# Instructions to follow
Can you duplicate, word for word, the whole passage summarizing Parts 5 to 7 of the bill?
— Start Source —
Part 5 - provides for the continuing role and duties of the Information Commissioner, (the ‘ICO’) including the ability of the ICO to seek a fee for providing certain services (to be determined) and the ability to continue to require data controllers to pay charges regardless of whether a service has been provided by the ICO to fund the ICO in discharging its functions.

Part 6 - sets out the enforcement powers of the ICO, including in issuing information, assessment and enforcement notices, powers of entry and inspection and the ability to impose fines in line with the limits within the GDPR. Unlike the GDPR, the bill does provide the ICO a level of discretion on the amount of fine, including by taking account of any aggravating or mitigating factors. Any fines are payable in sterling and will be determined by applying the spot rate of exchange against the GDPR Euro rate set by the Bank of England on the day a penalty notice is given.

In addition to the existing offence under the DPA of unlawful obtaining of personal data (which is amended slightly to also include retention of personal data after the unlawful obtaining without the consent of the controller) there are two further proposed offences. The first applies to knowingly or recklessly re-identifying information that is de-identified without the consent of the controller responsible for de-identifying the data. The second arises in the context of receiving a subject access request where it would be an offence to deliberately alter, deface, block, erase, destroy or conceal information with the intention of preventing disclosure.

Part 7 - includes a number of supplementary provisions and offences, including the existing prohibition against use of enforced subject access, as well as other provisions on how the law applies to different parties and bodies. This Part also includes further definitions and defined expressions.
— End Source —
— Start Given records —
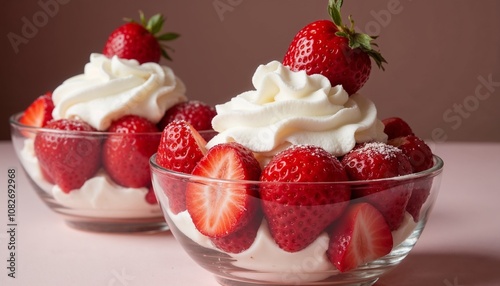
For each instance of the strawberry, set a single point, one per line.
(151, 197)
(69, 157)
(197, 113)
(241, 239)
(139, 41)
(360, 236)
(332, 49)
(220, 209)
(39, 112)
(420, 156)
(376, 160)
(297, 213)
(396, 127)
(126, 151)
(180, 149)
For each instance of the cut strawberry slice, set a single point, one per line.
(39, 112)
(240, 240)
(219, 209)
(360, 236)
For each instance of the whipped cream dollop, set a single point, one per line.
(288, 108)
(111, 88)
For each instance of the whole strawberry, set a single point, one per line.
(39, 112)
(377, 160)
(70, 157)
(139, 41)
(297, 213)
(334, 50)
(181, 148)
(126, 153)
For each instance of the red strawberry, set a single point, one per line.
(69, 157)
(39, 112)
(217, 209)
(360, 236)
(180, 149)
(139, 41)
(151, 197)
(126, 153)
(396, 127)
(333, 50)
(290, 210)
(420, 156)
(197, 113)
(241, 239)
(378, 160)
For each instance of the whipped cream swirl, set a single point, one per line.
(111, 88)
(288, 108)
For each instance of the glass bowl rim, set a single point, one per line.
(432, 172)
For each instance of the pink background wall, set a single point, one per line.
(443, 75)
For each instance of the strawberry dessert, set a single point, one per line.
(302, 181)
(103, 125)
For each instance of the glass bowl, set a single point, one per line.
(100, 204)
(264, 263)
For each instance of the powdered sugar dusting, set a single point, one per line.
(379, 148)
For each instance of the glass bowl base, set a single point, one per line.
(228, 282)
(118, 227)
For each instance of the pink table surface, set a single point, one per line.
(459, 247)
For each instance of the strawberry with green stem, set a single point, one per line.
(338, 52)
(140, 41)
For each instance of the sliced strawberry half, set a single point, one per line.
(219, 209)
(39, 112)
(240, 240)
(360, 236)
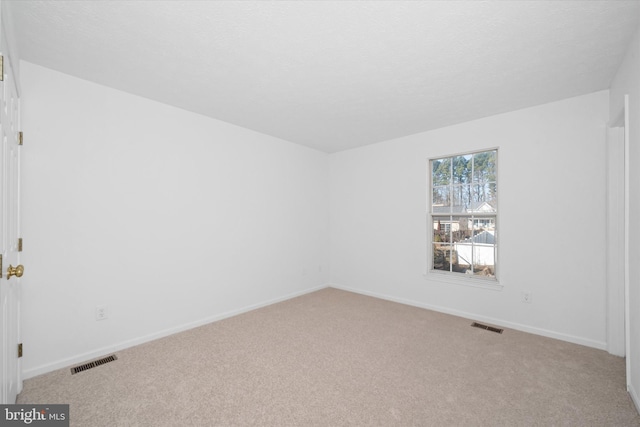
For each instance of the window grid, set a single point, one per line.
(463, 214)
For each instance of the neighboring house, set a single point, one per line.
(454, 223)
(481, 246)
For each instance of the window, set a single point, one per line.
(463, 213)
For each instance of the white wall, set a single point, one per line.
(552, 212)
(627, 82)
(169, 218)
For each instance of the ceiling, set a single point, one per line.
(334, 75)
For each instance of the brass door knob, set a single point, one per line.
(17, 271)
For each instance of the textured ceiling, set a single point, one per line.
(334, 75)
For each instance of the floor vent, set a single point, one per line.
(93, 364)
(488, 328)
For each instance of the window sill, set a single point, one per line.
(463, 280)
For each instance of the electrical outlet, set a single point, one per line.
(101, 312)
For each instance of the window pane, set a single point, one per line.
(484, 254)
(441, 254)
(441, 199)
(461, 198)
(462, 169)
(481, 223)
(441, 245)
(461, 258)
(484, 167)
(441, 171)
(464, 204)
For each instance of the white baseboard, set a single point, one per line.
(94, 354)
(472, 316)
(634, 397)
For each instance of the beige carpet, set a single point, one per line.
(335, 358)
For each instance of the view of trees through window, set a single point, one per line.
(464, 195)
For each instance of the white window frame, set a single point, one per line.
(487, 282)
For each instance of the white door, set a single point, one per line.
(10, 245)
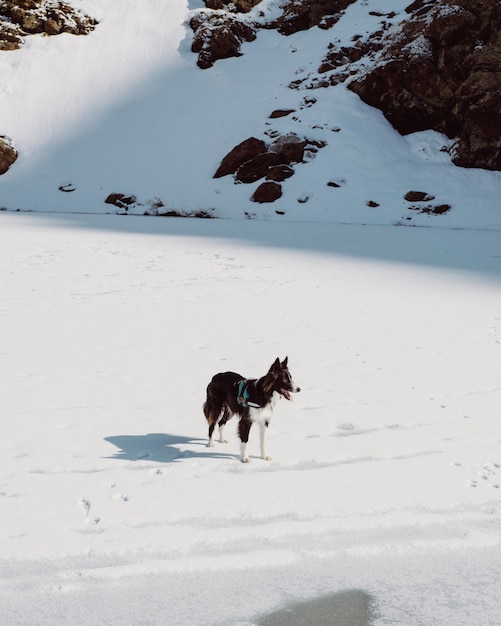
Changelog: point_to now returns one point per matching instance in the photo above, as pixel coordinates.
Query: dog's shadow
(160, 448)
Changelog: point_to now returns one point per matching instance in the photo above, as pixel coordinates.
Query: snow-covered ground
(386, 468)
(126, 110)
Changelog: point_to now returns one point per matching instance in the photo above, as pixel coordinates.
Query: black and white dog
(230, 394)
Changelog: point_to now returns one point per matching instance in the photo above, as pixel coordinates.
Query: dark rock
(418, 196)
(120, 200)
(241, 6)
(267, 192)
(257, 167)
(10, 36)
(8, 154)
(304, 15)
(44, 16)
(281, 113)
(242, 153)
(289, 148)
(218, 35)
(440, 71)
(279, 173)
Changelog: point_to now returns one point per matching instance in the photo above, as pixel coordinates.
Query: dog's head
(279, 379)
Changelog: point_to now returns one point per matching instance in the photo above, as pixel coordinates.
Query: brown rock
(257, 167)
(242, 6)
(441, 72)
(8, 155)
(218, 35)
(279, 173)
(242, 153)
(267, 192)
(290, 148)
(417, 196)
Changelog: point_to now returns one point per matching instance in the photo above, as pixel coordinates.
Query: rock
(10, 36)
(120, 200)
(218, 35)
(241, 6)
(242, 153)
(418, 196)
(8, 154)
(303, 14)
(290, 148)
(267, 192)
(280, 172)
(280, 113)
(257, 167)
(44, 16)
(440, 71)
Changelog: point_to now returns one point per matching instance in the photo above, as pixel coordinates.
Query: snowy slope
(126, 110)
(386, 467)
(386, 470)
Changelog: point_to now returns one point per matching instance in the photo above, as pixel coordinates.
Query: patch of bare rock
(440, 70)
(254, 159)
(8, 154)
(221, 28)
(20, 18)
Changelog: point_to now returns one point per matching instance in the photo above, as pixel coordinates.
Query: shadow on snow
(159, 447)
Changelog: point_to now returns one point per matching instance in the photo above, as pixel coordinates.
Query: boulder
(257, 167)
(267, 192)
(440, 71)
(302, 14)
(279, 173)
(8, 154)
(45, 16)
(240, 6)
(240, 154)
(218, 35)
(289, 148)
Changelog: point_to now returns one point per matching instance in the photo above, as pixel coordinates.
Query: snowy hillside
(381, 504)
(125, 110)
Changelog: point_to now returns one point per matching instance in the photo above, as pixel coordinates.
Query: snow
(126, 110)
(386, 470)
(381, 505)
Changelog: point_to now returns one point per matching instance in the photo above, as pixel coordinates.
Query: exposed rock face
(241, 6)
(218, 35)
(219, 31)
(253, 160)
(26, 17)
(8, 154)
(441, 71)
(302, 15)
(267, 192)
(240, 154)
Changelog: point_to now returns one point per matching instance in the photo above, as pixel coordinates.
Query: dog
(230, 394)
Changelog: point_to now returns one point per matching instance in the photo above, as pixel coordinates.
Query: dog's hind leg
(263, 431)
(222, 422)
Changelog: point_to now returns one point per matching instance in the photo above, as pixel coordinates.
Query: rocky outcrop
(267, 192)
(253, 160)
(218, 35)
(302, 15)
(238, 6)
(219, 31)
(441, 71)
(8, 154)
(26, 17)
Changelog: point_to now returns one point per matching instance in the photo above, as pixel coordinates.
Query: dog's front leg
(263, 431)
(243, 432)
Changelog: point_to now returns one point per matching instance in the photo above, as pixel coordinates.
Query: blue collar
(243, 394)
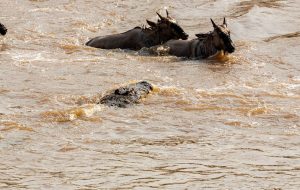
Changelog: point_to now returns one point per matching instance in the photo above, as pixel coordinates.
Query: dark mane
(203, 36)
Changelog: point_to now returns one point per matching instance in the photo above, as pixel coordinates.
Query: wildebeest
(204, 46)
(158, 33)
(3, 29)
(127, 95)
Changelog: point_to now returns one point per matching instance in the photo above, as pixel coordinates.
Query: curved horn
(161, 17)
(214, 24)
(224, 22)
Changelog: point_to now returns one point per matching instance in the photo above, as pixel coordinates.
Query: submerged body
(158, 33)
(3, 29)
(127, 95)
(133, 39)
(195, 48)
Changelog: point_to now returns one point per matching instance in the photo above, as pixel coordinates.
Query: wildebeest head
(168, 27)
(3, 30)
(221, 37)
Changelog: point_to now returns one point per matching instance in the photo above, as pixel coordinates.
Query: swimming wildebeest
(158, 33)
(204, 46)
(127, 95)
(3, 29)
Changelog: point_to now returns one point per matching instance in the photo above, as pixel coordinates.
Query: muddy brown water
(209, 124)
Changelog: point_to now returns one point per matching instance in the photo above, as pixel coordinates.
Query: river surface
(209, 124)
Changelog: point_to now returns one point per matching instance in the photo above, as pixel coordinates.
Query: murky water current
(207, 125)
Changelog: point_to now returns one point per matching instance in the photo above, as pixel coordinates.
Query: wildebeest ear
(214, 24)
(152, 24)
(224, 22)
(200, 35)
(161, 17)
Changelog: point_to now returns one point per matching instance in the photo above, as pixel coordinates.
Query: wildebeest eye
(177, 28)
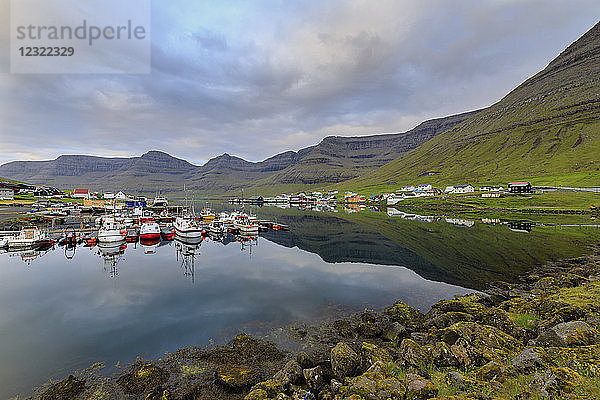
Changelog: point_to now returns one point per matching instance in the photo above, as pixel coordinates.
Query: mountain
(546, 130)
(339, 158)
(333, 160)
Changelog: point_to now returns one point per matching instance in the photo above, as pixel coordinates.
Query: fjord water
(61, 312)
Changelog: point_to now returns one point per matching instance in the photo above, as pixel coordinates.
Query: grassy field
(560, 200)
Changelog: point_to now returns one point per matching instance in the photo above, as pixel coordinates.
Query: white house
(81, 193)
(7, 194)
(463, 189)
(121, 196)
(407, 189)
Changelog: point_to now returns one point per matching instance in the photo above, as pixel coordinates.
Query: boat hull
(110, 236)
(189, 234)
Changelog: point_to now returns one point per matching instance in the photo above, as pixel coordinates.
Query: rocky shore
(537, 338)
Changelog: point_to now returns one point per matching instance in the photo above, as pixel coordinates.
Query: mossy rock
(493, 371)
(236, 376)
(375, 383)
(567, 378)
(491, 342)
(446, 319)
(420, 389)
(269, 388)
(469, 304)
(413, 355)
(257, 394)
(344, 361)
(369, 329)
(143, 377)
(584, 360)
(405, 315)
(67, 389)
(441, 354)
(371, 353)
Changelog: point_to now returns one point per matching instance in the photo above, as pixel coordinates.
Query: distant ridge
(333, 160)
(548, 127)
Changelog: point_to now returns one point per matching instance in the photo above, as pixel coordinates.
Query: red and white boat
— End Given records —
# Full answer
Part 5 - provides for the continuing role and duties of the Information Commissioner, (the ‘ICO’) including the ability of the ICO to seek a fee for providing certain services (to be determined) and the ability to continue to require data controllers to pay charges regardless of whether a service has been provided by the ICO to fund the ICO in discharging its functions.

Part 6 - sets out the enforcement powers of the ICO, including in issuing information, assessment and enforcement notices, powers of entry and inspection and the ability to impose fines in line with the limits within the GDPR. Unlike the GDPR, the bill does provide the ICO a level of discretion on the amount of fine, including by taking account of any aggravating or mitigating factors. Any fines are payable in sterling and will be determined by applying the spot rate of exchange against the GDPR Euro rate set by the Bank of England on the day a penalty notice is given.

In addition to the existing offence under the DPA of unlawful obtaining of personal data (which is amended slightly to also include retention of personal data after the unlawful obtaining without the consent of the controller) there are two further proposed offences. The first applies to knowingly or recklessly re-identifying information that is de-identified without the consent of the controller responsible for de-identifying the data. The second arises in the context of receiving a subject access request where it would be an offence to deliberately alter, deface, block, erase, destroy or conceal information with the intention of preventing disclosure.

Part 7 - includes a number of supplementary provisions and offences, including the existing prohibition against use of enforced subject access, as well as other provisions on how the law applies to different parties and bodies. This Part also includes further definitions and defined expressions.